Task brief
Reproduce the listing below, substituting "coarse mask" for each occurrence of "rough mask" and leaving all other text unchanged.

[Opening Data records section]

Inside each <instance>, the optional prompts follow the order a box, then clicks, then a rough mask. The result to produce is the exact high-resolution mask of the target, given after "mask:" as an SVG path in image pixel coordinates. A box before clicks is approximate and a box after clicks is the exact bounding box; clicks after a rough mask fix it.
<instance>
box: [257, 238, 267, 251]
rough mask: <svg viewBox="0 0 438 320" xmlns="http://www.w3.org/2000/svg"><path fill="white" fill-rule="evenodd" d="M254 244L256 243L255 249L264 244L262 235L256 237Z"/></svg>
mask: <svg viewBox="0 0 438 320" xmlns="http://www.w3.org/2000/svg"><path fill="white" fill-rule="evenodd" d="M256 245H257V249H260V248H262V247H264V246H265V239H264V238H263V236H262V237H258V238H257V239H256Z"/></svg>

[Closing Data records section]

Solution
Inside each <instance>, the optional prompts follow the order a box, then clicks, then a coarse mask. The result to produce is the exact high-resolution mask of the target, given after "mask:" as an SVG path in image pixel coordinates. A box before clicks is approximate and a box after clicks is the exact bounding box; clicks after a coarse mask fix it.
<instance>
box: [257, 238, 267, 251]
coarse mask: <svg viewBox="0 0 438 320" xmlns="http://www.w3.org/2000/svg"><path fill="white" fill-rule="evenodd" d="M254 244L256 243L255 249L264 244L262 235L256 237Z"/></svg>
mask: <svg viewBox="0 0 438 320" xmlns="http://www.w3.org/2000/svg"><path fill="white" fill-rule="evenodd" d="M256 245H257V249H260V248H262V247H264V246H265V239H264V238H263V236H262V237H258V238H257V239H256Z"/></svg>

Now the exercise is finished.